What to do: Present each line from the one containing "Where can the pine" through the end of the items, inclusive, as a Markdown table with the columns Row and Line Text. Omit any blank lines.

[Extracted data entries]
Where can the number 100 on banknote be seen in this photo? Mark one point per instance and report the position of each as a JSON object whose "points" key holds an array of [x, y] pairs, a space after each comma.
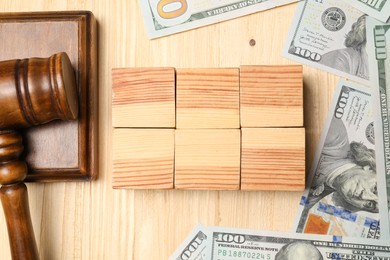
{"points": [[164, 17]]}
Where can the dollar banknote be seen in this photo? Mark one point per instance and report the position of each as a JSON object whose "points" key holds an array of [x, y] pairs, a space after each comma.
{"points": [[378, 46], [329, 35], [342, 197], [379, 9], [164, 17], [193, 247], [236, 244]]}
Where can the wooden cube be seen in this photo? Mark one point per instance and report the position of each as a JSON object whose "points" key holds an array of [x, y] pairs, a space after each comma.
{"points": [[271, 96], [207, 159], [273, 159], [143, 158], [207, 98], [143, 97]]}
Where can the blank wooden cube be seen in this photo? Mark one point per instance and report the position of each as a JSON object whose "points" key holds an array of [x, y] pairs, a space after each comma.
{"points": [[273, 159], [207, 98], [207, 159], [143, 97], [143, 158], [271, 96]]}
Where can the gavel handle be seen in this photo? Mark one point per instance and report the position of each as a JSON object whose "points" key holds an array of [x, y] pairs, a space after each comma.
{"points": [[14, 198], [13, 195]]}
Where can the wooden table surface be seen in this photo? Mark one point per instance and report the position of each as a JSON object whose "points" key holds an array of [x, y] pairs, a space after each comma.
{"points": [[94, 221]]}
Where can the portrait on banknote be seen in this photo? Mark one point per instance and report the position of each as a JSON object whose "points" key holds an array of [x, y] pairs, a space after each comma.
{"points": [[329, 35], [342, 195]]}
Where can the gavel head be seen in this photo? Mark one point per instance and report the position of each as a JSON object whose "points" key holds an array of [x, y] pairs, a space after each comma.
{"points": [[37, 90]]}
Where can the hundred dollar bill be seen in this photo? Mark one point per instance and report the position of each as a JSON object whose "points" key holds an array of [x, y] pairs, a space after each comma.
{"points": [[193, 247], [342, 197], [329, 35], [164, 17], [236, 244], [379, 9], [378, 46]]}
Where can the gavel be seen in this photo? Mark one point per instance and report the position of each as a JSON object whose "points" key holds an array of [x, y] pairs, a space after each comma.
{"points": [[33, 92]]}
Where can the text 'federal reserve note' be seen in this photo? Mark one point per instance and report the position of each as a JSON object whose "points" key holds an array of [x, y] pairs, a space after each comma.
{"points": [[378, 46], [165, 17], [237, 244]]}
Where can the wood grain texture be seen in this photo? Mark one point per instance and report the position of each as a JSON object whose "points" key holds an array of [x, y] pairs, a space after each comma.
{"points": [[143, 158], [207, 159], [25, 35], [271, 96], [207, 98], [273, 159], [143, 97], [92, 220]]}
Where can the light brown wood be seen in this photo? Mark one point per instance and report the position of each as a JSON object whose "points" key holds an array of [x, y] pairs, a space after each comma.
{"points": [[207, 159], [207, 98], [143, 97], [271, 96], [143, 158], [94, 221], [273, 159]]}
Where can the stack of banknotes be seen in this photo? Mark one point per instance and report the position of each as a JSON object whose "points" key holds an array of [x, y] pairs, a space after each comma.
{"points": [[345, 211], [349, 182]]}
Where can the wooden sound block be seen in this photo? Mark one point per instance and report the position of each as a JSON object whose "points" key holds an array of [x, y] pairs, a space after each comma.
{"points": [[143, 97], [207, 98], [271, 96], [143, 158], [207, 159], [59, 151], [273, 159]]}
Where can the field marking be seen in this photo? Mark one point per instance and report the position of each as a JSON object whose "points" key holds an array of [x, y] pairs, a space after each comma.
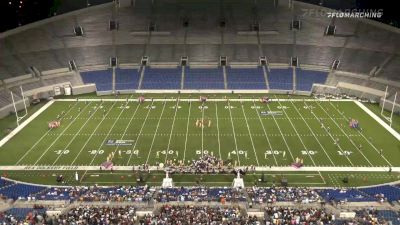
{"points": [[172, 129], [251, 138], [301, 140], [126, 128], [25, 123], [76, 133], [40, 139], [294, 106], [154, 137], [341, 129], [283, 137], [140, 132], [91, 135], [218, 132], [58, 137], [102, 142], [187, 131], [364, 137], [234, 133], [265, 133], [329, 133]]}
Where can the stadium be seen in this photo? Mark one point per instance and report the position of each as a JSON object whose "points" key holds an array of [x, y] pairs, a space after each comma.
{"points": [[199, 112]]}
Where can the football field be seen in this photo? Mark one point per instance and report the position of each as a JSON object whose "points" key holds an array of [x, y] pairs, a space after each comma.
{"points": [[242, 132]]}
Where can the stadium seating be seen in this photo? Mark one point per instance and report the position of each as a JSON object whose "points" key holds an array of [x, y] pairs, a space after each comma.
{"points": [[166, 78], [350, 195], [204, 78], [281, 79], [248, 78], [102, 79], [17, 191], [306, 78], [126, 79]]}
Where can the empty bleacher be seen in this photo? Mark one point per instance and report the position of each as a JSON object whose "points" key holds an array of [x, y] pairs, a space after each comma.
{"points": [[126, 79], [245, 78], [162, 78], [306, 78], [204, 78], [102, 79], [281, 79]]}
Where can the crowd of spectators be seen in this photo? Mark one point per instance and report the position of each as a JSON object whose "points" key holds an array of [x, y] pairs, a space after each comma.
{"points": [[199, 215], [119, 194], [288, 194], [200, 194], [97, 215], [287, 215]]}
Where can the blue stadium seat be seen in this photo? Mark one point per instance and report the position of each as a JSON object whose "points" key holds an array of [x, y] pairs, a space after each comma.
{"points": [[102, 79], [306, 78], [248, 78], [165, 78], [126, 79], [204, 78], [281, 79]]}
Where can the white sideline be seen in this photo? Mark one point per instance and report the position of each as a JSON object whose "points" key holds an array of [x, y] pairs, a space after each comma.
{"points": [[155, 168], [25, 123], [197, 100], [379, 120]]}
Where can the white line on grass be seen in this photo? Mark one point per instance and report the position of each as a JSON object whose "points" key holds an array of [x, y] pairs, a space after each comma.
{"points": [[251, 138], [91, 135], [312, 132], [301, 140], [172, 129], [58, 137], [76, 134], [126, 128], [187, 132], [265, 133], [363, 136], [140, 132], [219, 141], [280, 131], [41, 138], [329, 133], [234, 133], [154, 137], [102, 142], [351, 141]]}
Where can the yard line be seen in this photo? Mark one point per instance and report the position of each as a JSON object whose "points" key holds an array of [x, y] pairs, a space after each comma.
{"points": [[351, 141], [312, 132], [91, 135], [76, 134], [202, 129], [325, 129], [265, 133], [301, 140], [283, 136], [154, 137], [41, 138], [126, 128], [105, 138], [234, 133], [140, 131], [187, 132], [251, 138], [363, 136], [219, 141], [58, 137], [172, 128], [297, 133]]}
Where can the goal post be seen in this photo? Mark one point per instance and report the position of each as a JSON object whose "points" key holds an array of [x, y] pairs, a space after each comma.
{"points": [[18, 117]]}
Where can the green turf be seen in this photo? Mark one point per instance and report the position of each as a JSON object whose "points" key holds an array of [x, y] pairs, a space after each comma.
{"points": [[237, 132]]}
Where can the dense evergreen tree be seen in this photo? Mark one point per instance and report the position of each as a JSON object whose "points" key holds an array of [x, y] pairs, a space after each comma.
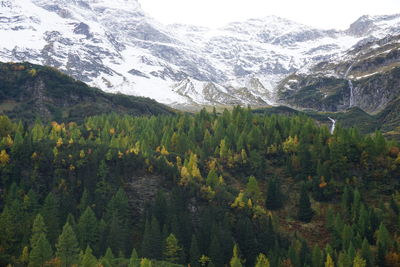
{"points": [[274, 200], [172, 249], [88, 228], [67, 247], [41, 252], [54, 174], [305, 212]]}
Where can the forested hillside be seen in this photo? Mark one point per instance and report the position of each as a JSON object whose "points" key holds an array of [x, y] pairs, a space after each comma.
{"points": [[235, 189], [29, 91]]}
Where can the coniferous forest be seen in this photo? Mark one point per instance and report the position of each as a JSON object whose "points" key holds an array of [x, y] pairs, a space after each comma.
{"points": [[231, 189]]}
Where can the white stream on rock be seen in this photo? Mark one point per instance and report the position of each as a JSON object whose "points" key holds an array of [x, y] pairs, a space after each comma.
{"points": [[350, 86]]}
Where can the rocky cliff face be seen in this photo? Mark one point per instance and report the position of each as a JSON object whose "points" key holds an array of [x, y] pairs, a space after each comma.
{"points": [[117, 47], [367, 77]]}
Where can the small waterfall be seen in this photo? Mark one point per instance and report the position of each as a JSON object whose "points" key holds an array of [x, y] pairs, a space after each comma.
{"points": [[333, 125], [350, 86]]}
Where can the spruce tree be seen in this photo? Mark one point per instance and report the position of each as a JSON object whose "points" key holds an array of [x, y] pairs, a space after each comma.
{"points": [[274, 196], [235, 261], [146, 263], [329, 262], [88, 228], [134, 260], [108, 259], [305, 213], [38, 229], [366, 253], [50, 213], [41, 252], [194, 253], [67, 247], [262, 261], [88, 260], [214, 251], [172, 249]]}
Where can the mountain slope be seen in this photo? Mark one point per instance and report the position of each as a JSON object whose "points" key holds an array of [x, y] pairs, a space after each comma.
{"points": [[119, 48], [367, 77], [28, 91]]}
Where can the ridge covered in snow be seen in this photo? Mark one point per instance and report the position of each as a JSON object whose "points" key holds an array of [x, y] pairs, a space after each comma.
{"points": [[116, 46]]}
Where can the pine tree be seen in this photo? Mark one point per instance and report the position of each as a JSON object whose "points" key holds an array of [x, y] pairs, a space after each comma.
{"points": [[88, 260], [50, 213], [117, 218], [253, 189], [152, 241], [329, 261], [134, 260], [305, 213], [87, 228], [359, 261], [316, 258], [214, 251], [366, 253], [274, 196], [194, 253], [172, 249], [38, 229], [235, 261], [41, 252], [67, 247], [145, 263], [262, 261]]}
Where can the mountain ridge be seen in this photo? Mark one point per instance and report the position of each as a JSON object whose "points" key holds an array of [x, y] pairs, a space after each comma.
{"points": [[122, 49]]}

Result:
| Row | Line Text |
|---|---|
| 1 | Where can the pine tree be seen in this photo? Mark one point per instance and report the position of each as a JSON object whose "points" key holds an array of [x, y] pairs, a space after each comma. |
| 2 | {"points": [[88, 260], [50, 213], [117, 218], [253, 189], [152, 241], [329, 261], [134, 260], [305, 213], [87, 228], [359, 261], [316, 258], [214, 251], [366, 253], [274, 196], [194, 253], [172, 249], [38, 229], [235, 261], [41, 252], [67, 247], [145, 263], [262, 261]]} |
| 3 | Where can the mountain ridge be seen in this photo? Mark one point per instance and report the position of each as a JSON object whose "points" key holds an array of [x, y] pairs, a space after each comma. |
| 4 | {"points": [[122, 49]]} |